**Job**
Copy out the passage below on the mean force method for adsorption from dilute solutions, word for word and in full.

**Extracted text**
Adsorptive methods for separation processes from dilute liquid solutions become increasingly important in chemical engineering. In biochemical engineering, e.g., liquid chromatography is widely used in downstream processing for the recovery of high-value substances from dilute solutions and in environmental engineering adsorption is used to clean water from impurities.

The problem with direct molecular dynamics simulations for the adsorption from dilute solutions is the strong scattering of the local density of the solute [1]. In order to overcome this problem we suggested [1] to use the concept of the mean force (MF). Calculate the MF on a particle in a fixed position and then integrate the mean force along some path from r₁ to r₂ to obtain the difference in the potential of mean force Δw = w(r₂) - w(r₁) which is related to the ratio of the local density values n(r) of the solute at the initial and the final point of the integration path according to

n(r₂)/n(r₁) = exp(-βΔw).         (1)

The method has also been applied to study the adsorption of benzene from an aqueous solution [2].

Here, we want to address two items. The first is the determination of the absolute value of the local density from the MF method and the second is the application of the MF method to study adsorption of pentaglycine.

(1) As stated above, the MF-method gives in first instant only a ratio of local densities and the question is how to determine one absolute value, e.g. n(r₁). Note, that these absolute values are required for the determination of the surface excess amount and, hence, for the determination of the adsorption isotherm. In order to obtain that absolute value, we use the particle balance, which says that the integral over the local density must yield the total number of solute particles N. Starting from Eq. (1) we readily obtain

∫n(r₂) dr₂ = ∫n(r₁) exp(-βΔw) dr₂ = N,         (2)

**Provided records**
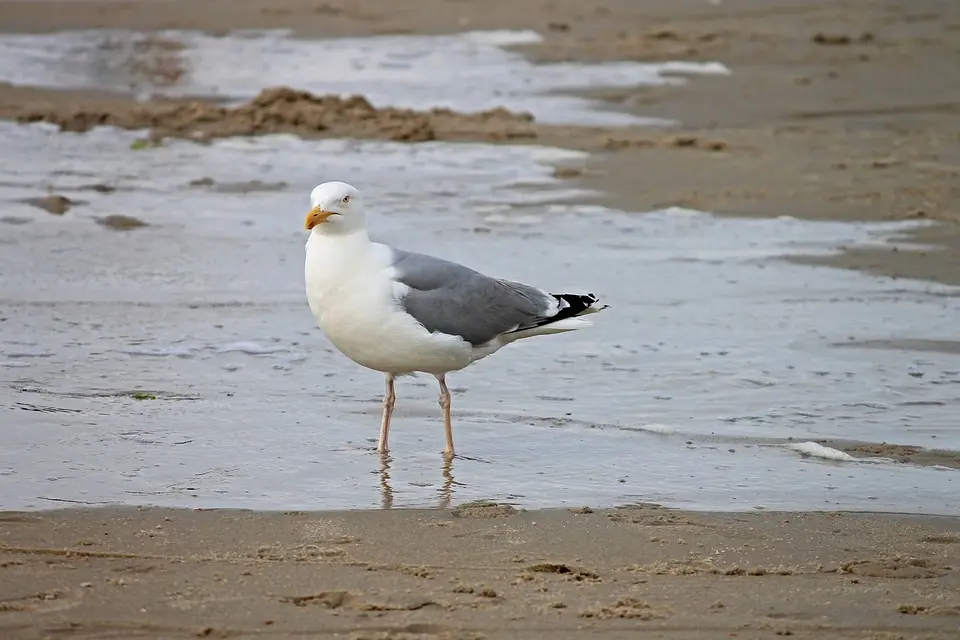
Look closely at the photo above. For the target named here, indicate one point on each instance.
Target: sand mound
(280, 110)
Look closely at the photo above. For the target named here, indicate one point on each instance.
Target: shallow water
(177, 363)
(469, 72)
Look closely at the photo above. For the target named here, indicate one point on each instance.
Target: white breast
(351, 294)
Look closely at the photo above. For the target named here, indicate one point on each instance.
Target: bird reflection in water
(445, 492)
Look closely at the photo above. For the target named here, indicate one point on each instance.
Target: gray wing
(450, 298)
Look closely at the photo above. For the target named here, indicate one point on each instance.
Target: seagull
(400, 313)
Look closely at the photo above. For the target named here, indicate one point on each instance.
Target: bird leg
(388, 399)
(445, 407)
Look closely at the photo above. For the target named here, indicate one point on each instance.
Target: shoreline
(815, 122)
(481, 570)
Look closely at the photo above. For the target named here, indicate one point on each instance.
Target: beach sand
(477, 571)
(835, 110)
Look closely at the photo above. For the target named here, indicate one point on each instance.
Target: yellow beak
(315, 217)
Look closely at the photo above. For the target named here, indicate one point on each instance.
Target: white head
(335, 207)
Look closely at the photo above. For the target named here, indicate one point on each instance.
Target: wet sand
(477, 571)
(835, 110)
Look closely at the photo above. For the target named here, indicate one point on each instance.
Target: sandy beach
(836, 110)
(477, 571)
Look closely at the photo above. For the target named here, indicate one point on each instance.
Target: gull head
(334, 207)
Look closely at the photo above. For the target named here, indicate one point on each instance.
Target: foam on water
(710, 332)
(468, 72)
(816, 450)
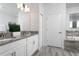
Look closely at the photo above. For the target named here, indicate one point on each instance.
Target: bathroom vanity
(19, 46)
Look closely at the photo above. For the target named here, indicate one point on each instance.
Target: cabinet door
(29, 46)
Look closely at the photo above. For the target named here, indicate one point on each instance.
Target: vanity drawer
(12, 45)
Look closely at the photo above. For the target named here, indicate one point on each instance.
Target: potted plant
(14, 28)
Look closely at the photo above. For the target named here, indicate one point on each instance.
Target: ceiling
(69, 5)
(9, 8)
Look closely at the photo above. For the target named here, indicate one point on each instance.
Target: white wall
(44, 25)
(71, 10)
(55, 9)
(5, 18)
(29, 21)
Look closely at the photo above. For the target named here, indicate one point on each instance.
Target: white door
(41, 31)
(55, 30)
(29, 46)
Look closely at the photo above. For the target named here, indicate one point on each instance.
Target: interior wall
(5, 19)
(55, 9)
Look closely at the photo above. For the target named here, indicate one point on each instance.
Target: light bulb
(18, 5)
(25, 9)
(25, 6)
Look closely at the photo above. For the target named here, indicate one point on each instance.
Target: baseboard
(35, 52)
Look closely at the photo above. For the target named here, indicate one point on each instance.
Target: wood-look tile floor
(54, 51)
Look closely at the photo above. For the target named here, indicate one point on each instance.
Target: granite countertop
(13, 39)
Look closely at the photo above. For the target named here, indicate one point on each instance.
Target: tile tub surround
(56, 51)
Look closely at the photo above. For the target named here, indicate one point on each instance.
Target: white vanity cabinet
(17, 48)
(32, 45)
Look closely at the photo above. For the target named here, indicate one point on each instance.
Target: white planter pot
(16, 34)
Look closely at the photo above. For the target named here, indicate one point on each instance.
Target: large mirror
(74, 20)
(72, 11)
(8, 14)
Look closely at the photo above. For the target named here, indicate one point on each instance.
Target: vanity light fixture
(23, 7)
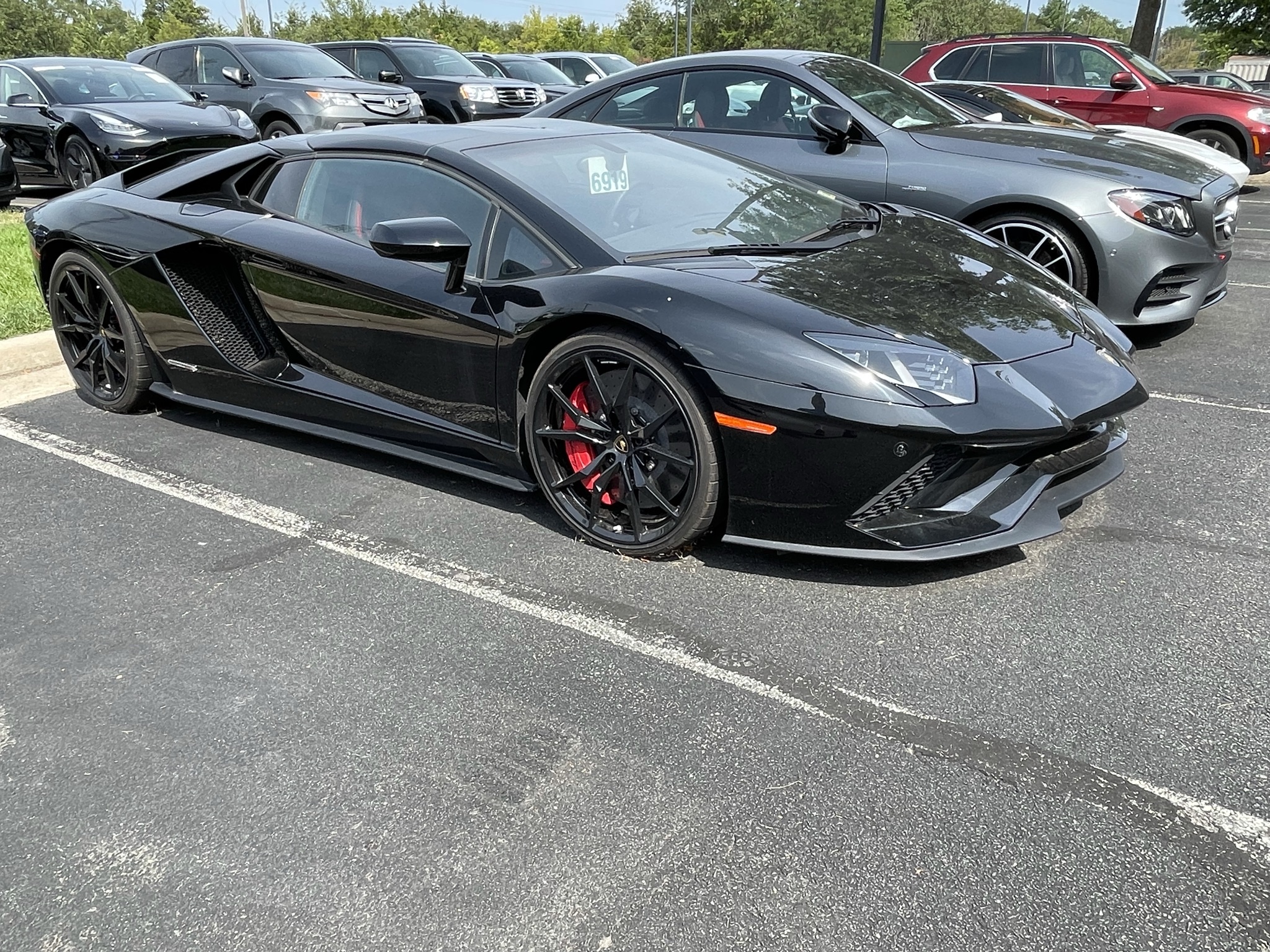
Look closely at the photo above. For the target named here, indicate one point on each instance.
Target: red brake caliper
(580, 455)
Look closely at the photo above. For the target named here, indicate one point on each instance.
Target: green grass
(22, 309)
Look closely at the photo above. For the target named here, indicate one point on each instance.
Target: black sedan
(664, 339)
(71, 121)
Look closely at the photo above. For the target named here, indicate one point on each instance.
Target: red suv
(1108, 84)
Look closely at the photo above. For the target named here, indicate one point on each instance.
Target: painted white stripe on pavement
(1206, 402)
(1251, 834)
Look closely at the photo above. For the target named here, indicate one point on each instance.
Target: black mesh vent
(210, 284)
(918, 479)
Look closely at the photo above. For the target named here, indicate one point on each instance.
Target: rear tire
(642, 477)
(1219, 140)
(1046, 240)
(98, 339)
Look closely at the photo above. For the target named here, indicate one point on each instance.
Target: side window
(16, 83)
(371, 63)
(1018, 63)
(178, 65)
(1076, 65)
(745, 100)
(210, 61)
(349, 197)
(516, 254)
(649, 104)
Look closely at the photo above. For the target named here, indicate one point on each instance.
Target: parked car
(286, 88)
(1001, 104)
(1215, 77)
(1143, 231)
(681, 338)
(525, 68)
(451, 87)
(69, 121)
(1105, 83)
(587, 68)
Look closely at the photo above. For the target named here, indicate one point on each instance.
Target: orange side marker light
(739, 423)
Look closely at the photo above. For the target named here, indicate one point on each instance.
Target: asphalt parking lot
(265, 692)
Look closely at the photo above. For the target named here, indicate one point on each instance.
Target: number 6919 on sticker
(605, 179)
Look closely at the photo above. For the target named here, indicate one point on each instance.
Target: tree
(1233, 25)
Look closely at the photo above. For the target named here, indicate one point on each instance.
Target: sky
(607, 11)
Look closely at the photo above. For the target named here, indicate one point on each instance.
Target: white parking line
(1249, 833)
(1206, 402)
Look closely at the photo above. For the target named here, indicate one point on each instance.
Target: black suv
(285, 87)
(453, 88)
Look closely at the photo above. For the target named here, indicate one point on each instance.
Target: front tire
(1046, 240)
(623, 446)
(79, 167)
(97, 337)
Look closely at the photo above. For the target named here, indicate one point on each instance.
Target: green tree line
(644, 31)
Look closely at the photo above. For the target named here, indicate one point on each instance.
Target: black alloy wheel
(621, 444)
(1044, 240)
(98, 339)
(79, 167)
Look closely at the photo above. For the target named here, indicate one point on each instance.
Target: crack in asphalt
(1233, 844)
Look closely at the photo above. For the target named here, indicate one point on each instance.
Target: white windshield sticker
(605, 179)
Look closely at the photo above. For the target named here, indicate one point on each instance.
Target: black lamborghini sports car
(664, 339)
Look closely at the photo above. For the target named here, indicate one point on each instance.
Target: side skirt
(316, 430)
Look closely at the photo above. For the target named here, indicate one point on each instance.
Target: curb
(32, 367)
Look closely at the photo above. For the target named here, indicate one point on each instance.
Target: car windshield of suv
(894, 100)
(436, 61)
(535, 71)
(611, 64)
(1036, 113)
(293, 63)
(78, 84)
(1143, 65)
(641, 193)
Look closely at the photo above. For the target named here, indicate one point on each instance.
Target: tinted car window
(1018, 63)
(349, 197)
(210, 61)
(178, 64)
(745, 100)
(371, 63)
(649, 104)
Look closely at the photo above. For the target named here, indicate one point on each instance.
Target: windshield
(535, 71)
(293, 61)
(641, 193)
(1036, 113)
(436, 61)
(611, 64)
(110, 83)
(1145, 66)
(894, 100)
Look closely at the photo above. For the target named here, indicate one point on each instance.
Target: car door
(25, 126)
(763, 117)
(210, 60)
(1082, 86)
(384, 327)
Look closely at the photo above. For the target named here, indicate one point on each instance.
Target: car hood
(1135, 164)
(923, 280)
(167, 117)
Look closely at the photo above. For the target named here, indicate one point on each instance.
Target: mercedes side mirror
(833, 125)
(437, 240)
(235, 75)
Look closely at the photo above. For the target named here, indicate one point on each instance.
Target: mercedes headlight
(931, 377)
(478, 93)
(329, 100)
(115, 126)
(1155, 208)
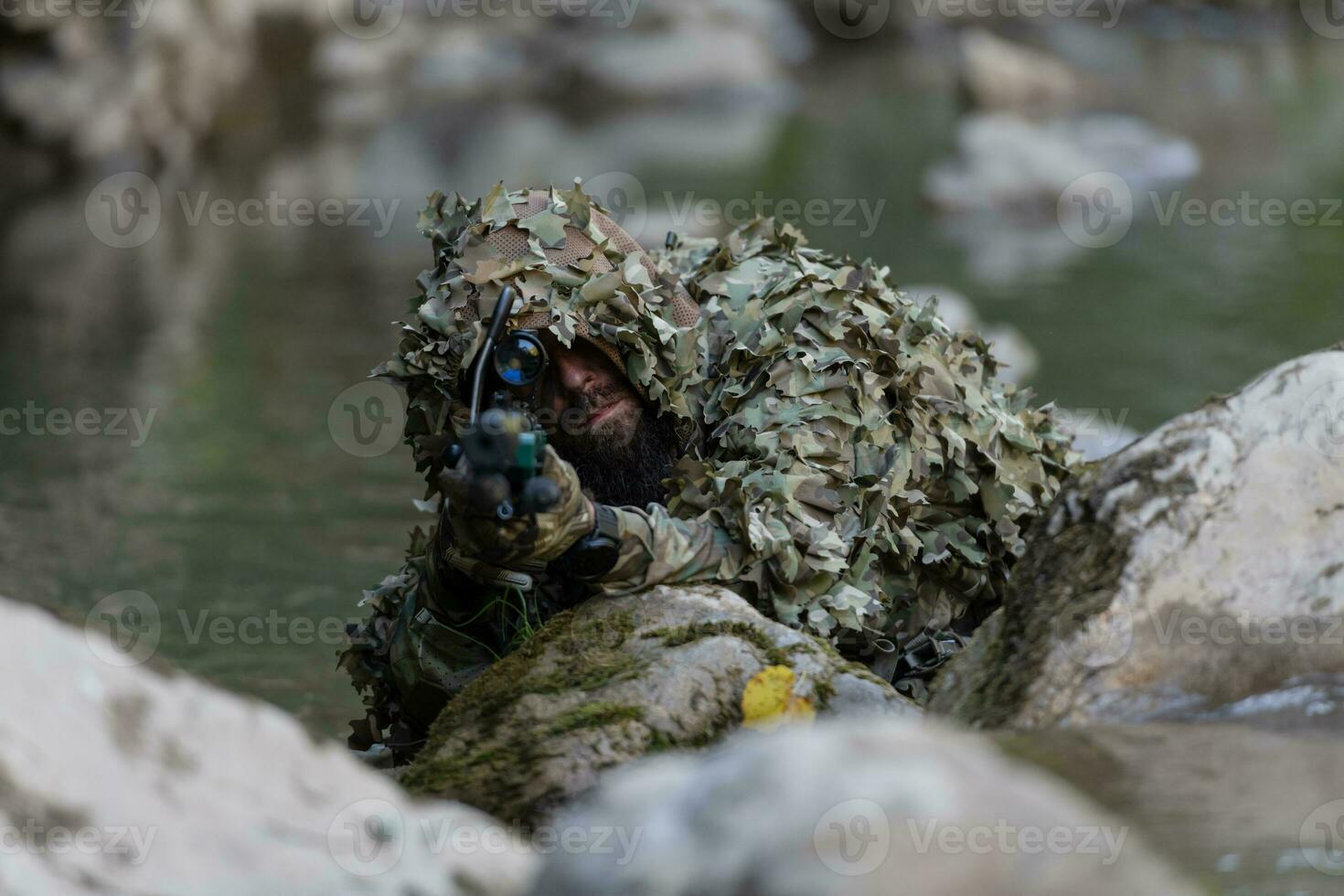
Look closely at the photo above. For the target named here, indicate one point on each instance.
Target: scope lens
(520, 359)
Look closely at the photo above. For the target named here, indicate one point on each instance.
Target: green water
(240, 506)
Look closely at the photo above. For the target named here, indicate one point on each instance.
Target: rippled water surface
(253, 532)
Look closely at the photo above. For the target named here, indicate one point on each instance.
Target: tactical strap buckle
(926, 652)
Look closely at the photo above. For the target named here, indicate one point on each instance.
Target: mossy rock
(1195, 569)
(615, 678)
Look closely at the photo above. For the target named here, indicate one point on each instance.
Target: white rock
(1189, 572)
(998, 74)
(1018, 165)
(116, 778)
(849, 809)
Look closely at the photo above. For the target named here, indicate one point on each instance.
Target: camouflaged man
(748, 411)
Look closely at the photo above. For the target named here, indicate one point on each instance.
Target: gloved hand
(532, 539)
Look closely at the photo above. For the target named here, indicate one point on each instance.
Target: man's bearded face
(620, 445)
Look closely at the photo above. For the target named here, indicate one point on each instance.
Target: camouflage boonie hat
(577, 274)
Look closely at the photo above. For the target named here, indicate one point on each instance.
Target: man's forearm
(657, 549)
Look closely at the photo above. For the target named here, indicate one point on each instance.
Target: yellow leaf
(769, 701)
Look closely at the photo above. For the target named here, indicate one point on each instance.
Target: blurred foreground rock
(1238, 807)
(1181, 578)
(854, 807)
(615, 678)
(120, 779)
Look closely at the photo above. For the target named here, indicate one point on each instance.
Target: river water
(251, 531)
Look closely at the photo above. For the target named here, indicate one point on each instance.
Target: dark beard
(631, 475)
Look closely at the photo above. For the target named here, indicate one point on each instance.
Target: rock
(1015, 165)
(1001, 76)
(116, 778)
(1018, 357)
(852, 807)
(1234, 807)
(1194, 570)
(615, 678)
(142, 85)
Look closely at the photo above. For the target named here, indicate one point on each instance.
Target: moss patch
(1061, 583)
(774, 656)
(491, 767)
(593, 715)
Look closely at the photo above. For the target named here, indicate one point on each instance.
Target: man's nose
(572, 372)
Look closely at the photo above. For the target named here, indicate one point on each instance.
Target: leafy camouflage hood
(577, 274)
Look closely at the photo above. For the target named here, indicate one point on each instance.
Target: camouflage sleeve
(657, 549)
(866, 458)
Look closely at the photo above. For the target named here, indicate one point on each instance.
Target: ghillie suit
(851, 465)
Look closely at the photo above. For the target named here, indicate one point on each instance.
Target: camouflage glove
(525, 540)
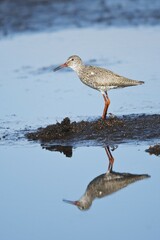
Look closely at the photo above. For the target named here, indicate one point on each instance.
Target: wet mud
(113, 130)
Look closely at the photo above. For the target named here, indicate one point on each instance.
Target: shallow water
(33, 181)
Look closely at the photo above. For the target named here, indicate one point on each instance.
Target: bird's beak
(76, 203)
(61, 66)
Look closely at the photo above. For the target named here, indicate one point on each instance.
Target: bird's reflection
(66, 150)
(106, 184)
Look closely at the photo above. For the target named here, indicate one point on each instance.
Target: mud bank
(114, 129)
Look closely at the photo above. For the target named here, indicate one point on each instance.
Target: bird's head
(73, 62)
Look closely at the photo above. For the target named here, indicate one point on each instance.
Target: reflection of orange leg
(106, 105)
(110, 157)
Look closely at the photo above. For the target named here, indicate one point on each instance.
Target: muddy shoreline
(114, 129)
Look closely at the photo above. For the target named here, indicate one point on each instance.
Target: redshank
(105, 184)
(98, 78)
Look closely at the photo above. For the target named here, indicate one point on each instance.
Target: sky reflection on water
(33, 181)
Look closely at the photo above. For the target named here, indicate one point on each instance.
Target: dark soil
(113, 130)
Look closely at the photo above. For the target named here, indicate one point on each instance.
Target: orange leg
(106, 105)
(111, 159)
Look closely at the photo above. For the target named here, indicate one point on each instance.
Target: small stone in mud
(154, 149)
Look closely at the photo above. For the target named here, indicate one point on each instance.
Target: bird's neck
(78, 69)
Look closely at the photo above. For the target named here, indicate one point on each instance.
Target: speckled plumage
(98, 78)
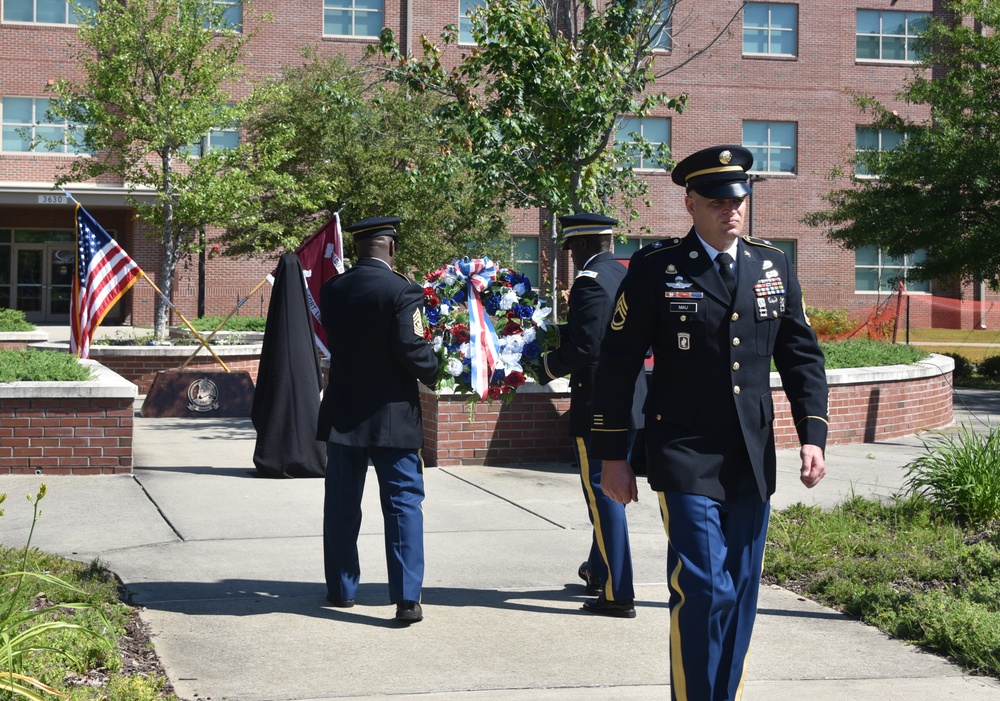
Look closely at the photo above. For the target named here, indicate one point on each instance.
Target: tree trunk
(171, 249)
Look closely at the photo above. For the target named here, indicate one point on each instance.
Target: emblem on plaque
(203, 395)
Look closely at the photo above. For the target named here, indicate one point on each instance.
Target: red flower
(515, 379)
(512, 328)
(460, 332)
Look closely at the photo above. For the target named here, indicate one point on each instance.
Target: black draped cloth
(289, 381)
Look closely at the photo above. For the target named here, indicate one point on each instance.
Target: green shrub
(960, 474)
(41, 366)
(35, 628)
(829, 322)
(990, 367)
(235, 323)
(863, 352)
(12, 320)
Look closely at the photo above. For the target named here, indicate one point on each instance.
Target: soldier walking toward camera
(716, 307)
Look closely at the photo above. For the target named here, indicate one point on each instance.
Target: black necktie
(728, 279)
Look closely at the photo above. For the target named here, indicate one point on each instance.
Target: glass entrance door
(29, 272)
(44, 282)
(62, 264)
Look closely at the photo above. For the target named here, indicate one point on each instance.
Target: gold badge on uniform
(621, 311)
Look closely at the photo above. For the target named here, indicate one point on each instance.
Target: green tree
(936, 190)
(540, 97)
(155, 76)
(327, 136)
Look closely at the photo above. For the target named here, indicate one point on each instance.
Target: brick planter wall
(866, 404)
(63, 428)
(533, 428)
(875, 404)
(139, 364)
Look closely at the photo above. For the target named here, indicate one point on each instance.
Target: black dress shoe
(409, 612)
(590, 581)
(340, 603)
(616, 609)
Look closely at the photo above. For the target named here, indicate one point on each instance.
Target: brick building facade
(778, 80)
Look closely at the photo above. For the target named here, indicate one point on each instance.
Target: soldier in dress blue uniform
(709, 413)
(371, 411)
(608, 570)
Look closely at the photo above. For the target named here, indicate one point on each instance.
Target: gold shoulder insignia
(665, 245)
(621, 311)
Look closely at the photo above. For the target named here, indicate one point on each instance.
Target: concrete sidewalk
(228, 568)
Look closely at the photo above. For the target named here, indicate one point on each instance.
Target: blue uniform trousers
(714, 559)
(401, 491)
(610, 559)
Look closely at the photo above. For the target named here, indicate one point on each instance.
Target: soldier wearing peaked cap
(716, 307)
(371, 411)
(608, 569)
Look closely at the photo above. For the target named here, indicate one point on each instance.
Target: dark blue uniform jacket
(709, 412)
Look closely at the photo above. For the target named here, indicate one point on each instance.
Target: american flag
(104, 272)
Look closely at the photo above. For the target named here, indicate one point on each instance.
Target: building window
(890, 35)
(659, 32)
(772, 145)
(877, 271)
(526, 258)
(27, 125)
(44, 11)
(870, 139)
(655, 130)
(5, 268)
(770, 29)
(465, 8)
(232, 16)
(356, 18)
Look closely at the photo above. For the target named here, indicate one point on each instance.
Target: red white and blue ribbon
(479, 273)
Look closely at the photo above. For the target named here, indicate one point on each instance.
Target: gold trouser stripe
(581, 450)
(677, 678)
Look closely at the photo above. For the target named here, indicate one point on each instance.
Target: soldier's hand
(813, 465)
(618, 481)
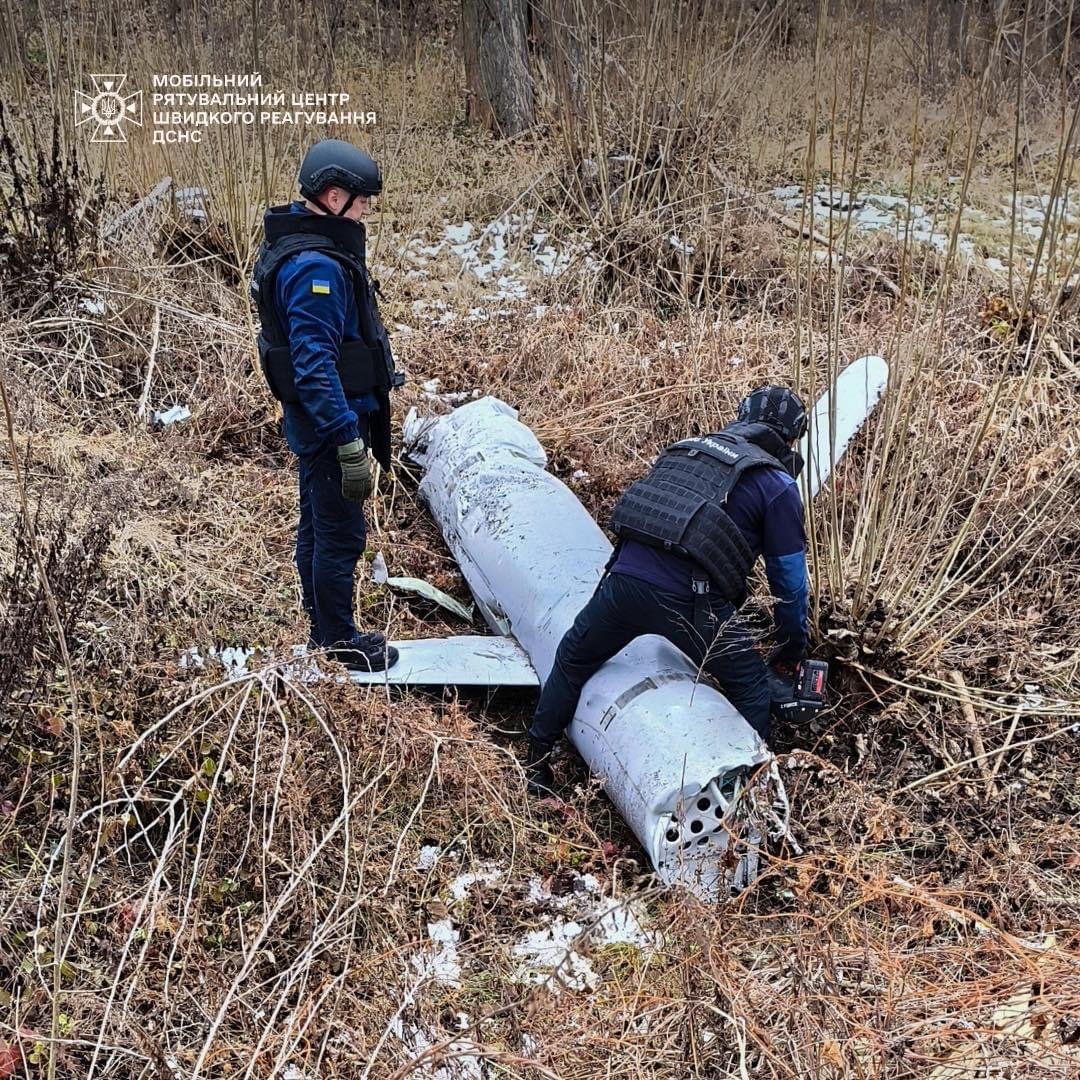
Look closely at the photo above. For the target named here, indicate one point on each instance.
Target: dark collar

**Finished task**
Adsorptive methods for separation processes from dilute liquid solutions become increasingly important in chemical engineering. In biochemical engineering, e.g., liquid chromatography is widely used in downstream processing for the recovery of high-value substances from dilute solutions and in environmental engineering adsorption is used to clean water from impurities.

The problem with direct molecular dynamics simulations for the adsorption from dilute solutions is the strong scattering of the local density of the solute [1]. In order to overcome this problem we suggested [1] to use the concept of the mean force (MF). Calculate the MF on a particle in a fixed position and then integrate the mean force along some path from r₁ to r₂ to obtain the difference in the potential of mean force Δw = w(r₂) - w(r₁) which is related to the ratio of the local density values n(r) of the solute at the initial and the final point of the integration path according to

n(r₂)/n(r₁) = exp(-βΔw).         (1)

The method has also been applied to study the adsorption of benzene from an aqueous solution [2].

Here, we want to address two items. The first is the determination of the absolute value of the local density from the MF method and the second is the application of the MF method to study adsorption of pentaglycine.

(1) As stated above, the MF-method gives in first instant only a ratio of local densities and the question is how to determine one absolute value, e.g. n(r₁). Note, that these absolute values are required for the determination of the surface excess amount and, hence, for the determination of the adsorption isotherm. In order to obtain that absolute value, we use the particle balance, which says that the integral over the local density must yield the total number of solute particles N. Starting from Eq. (1) we readily obtain

∫n(r₂) dr₂ = ∫n(r₁) exp(-βΔw) dr₂ = N,         (2)